[WORK TASK] Down to the final line, return the records unchanged.

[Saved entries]
===

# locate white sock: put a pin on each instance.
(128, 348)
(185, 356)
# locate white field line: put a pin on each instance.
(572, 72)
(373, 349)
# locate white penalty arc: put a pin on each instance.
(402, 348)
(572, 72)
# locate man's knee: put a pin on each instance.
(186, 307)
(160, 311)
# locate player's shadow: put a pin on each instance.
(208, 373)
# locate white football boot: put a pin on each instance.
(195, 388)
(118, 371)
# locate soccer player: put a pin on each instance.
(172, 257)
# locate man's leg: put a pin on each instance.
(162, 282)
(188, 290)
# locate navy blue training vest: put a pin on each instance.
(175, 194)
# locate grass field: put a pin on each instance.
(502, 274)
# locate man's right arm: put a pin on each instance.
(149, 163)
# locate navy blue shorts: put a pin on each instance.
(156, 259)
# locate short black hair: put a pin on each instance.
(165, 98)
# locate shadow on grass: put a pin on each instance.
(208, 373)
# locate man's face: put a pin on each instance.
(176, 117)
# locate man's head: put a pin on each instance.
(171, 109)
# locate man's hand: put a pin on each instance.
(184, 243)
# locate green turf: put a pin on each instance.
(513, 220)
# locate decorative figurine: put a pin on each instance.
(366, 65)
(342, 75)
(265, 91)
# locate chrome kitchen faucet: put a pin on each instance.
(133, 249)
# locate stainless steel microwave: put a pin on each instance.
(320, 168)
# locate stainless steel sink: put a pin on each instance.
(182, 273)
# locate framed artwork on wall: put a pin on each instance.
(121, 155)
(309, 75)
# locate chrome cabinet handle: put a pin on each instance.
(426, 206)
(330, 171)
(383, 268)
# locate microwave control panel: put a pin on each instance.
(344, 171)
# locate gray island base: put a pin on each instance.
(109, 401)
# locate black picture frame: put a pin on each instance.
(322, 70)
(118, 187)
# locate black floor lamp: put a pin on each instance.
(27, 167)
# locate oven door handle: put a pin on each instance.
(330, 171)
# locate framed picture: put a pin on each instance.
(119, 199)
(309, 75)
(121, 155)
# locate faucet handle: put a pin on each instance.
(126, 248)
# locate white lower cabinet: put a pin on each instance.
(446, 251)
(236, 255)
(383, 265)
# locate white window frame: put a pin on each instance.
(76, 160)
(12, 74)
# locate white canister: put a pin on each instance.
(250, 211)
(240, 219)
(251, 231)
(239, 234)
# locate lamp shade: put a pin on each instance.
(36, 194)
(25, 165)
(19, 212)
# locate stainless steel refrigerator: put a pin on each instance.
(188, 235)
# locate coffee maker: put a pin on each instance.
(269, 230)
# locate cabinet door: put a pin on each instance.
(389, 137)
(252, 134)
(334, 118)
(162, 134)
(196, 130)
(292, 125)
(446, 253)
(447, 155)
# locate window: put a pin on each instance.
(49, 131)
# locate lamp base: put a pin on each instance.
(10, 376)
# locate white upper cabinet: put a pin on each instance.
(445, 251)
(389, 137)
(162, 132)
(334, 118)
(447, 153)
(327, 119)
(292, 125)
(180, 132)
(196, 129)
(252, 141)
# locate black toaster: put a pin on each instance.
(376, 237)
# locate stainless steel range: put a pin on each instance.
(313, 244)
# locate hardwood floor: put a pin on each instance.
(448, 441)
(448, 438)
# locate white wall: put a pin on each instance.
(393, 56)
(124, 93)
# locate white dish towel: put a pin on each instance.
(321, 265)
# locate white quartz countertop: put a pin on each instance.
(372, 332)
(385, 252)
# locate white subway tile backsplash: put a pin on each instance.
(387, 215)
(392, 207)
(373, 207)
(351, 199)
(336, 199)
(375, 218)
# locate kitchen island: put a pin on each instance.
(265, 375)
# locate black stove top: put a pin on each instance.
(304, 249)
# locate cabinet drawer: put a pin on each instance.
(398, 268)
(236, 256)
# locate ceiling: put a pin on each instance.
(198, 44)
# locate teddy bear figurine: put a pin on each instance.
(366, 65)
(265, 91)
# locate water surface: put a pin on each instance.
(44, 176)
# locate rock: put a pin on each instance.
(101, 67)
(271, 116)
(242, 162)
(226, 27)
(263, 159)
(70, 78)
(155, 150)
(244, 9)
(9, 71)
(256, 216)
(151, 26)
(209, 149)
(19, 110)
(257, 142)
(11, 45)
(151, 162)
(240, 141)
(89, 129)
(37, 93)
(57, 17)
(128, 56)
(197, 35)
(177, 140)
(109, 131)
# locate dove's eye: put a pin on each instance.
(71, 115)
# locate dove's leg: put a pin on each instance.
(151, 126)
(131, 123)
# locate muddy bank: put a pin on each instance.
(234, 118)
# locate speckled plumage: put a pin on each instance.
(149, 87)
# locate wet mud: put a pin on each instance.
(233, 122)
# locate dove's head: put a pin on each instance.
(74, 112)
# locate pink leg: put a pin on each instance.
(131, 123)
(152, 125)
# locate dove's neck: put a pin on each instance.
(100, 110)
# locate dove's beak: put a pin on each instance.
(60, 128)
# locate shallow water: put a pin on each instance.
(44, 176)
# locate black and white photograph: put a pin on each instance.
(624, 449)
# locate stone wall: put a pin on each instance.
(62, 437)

===

[PROBLEM SOLUTION]
# locate white sock: put a pin on each instance.
(128, 348)
(185, 356)
# locate white field line: put a pin on each instance.
(572, 72)
(373, 349)
# locate white penalty arc: put a pin on each instance.
(402, 348)
(572, 72)
# locate man's knee: put a pin on each instance.
(186, 307)
(160, 311)
# locate player's shadow: put a pin on each instance.
(208, 373)
# locate white football boot: put a pin on each instance.
(195, 388)
(118, 371)
# locate soccer player: put a pin on each instance.
(172, 257)
# locate man's leg: put a pin on each instance.
(162, 282)
(188, 290)
# locate navy blue training vest: put a pin on each instance.
(175, 194)
# locate grass field: put a pin on each instance.
(502, 274)
# locate man's right arm: put a pin on each instance.
(149, 163)
# locate navy blue shorts: put a pin on each instance.
(156, 259)
# locate short black hair: put a pin on each instance.
(165, 98)
# locate shadow on grass: put a pin on each instance.
(208, 373)
# locate man's face: put a pin on each instance.
(176, 117)
# locate man's head: put a pin on each instance.
(171, 109)
# locate man's hand: put a pin on each instance.
(184, 243)
# locate green turf: put a pin on each instance.
(513, 220)
# locate decorative figurine: put a pin on each instance.
(366, 65)
(342, 75)
(265, 91)
# locate chrome kitchen faucet: put a pin on each instance.
(133, 249)
# locate stainless steel microwave: put a pin on each instance.
(320, 168)
# locate stainless steel sink: put a pin on each instance.
(182, 273)
# locate framed artwork on wall: put a pin on each instance.
(121, 155)
(309, 75)
# locate chrome cabinet handle: put a pin on each instance.
(426, 206)
(330, 171)
(383, 268)
# locate microwave control panel: put a pin on each instance.
(344, 171)
# locate gray island base: put a pin on each instance.
(109, 401)
# locate black picture frame: put a pin on each instance.
(322, 70)
(118, 187)
# locate black floor lamp: put a pin on each instance.
(27, 167)
# locate oven door handle: put a pin on each instance.
(330, 171)
# locate framed picture: put a pin on each instance.
(119, 199)
(309, 75)
(121, 155)
# locate faucet handle: put a pin on each instance.
(126, 248)
# locate white lower cabinet: put a pin on each instance.
(446, 251)
(236, 255)
(383, 265)
# locate white window frame: put a pin on each instance.
(76, 160)
(12, 74)
# locate white canister: put a pin on each instance.
(250, 211)
(240, 219)
(251, 231)
(239, 234)
# locate lamp shade: put a pin on each instance.
(36, 194)
(25, 165)
(19, 212)
# locate stainless steel refrigerator: put a pin on each instance.
(188, 235)
# locate coffee maker: put a pin on each instance.
(269, 230)
# locate cabinet door: put a pin on each instance.
(389, 137)
(252, 134)
(334, 118)
(162, 134)
(196, 130)
(292, 125)
(446, 253)
(447, 155)
# locate window: put a pin on each instance.
(49, 131)
# locate lamp base: put a pin on each instance.
(10, 376)
# locate white upper cabinet: put a pin on each instance.
(445, 251)
(389, 137)
(162, 132)
(334, 118)
(447, 153)
(327, 119)
(292, 125)
(180, 132)
(196, 129)
(252, 141)
# locate black toaster: put a pin on each instance.
(376, 237)
# locate stainless steel range: put a pin on each instance.
(313, 244)
# locate hardwood floor: put a pin on each instance.
(448, 441)
(448, 438)
# locate white wall: put a pin on each instance.
(393, 56)
(124, 93)
# locate white dish towel: put a pin on each instance.
(321, 265)
# locate white quartz countertop: put a pin on each instance.
(372, 332)
(385, 252)
# locate white subway tile backsplash: put a pin on each instance.
(387, 215)
(392, 207)
(373, 207)
(351, 199)
(336, 199)
(375, 218)
# locate kitchen island: put a pin on each instance.
(265, 375)
# locate black stove top: put a pin on each instance.
(304, 249)
# locate cabinet drawer: put a pin on each instance.
(398, 268)
(236, 256)
# locate ceiling: put a pin on each instance.
(198, 44)
# locate teddy bear figurine: put a pin on each instance.
(366, 65)
(265, 91)
# locate water surface: put a pin on each instance.
(44, 176)
# locate rock: put a pin on each instance.
(101, 67)
(271, 116)
(242, 162)
(226, 27)
(263, 159)
(70, 78)
(155, 150)
(244, 9)
(9, 71)
(256, 216)
(151, 26)
(209, 149)
(19, 110)
(257, 142)
(11, 45)
(151, 162)
(240, 141)
(89, 129)
(37, 93)
(57, 17)
(128, 56)
(197, 35)
(177, 140)
(109, 131)
# locate dove's eye: put a pin on each instance.
(71, 115)
# locate dove's leg: put a pin on each instance.
(151, 126)
(131, 123)
# locate muddy bank: put a pin on each instance.
(234, 118)
# locate speckled plumage: put a pin on each instance.
(149, 87)
# locate wet mud: put a pin on each instance.
(233, 122)
# locate dove's head: put a pin on each instance.
(74, 112)
# locate pink leg: put a pin on each instance.
(131, 123)
(152, 125)
# locate dove's neck: put a pin on each instance.
(100, 110)
# locate dove's beak: put a pin on each instance.
(60, 128)
# locate shallow water: put a pin on each instance.
(44, 176)
# locate black and white photograph: put a pin on each instance.
(624, 449)
# locate stone wall: put a pin on each instance.
(62, 437)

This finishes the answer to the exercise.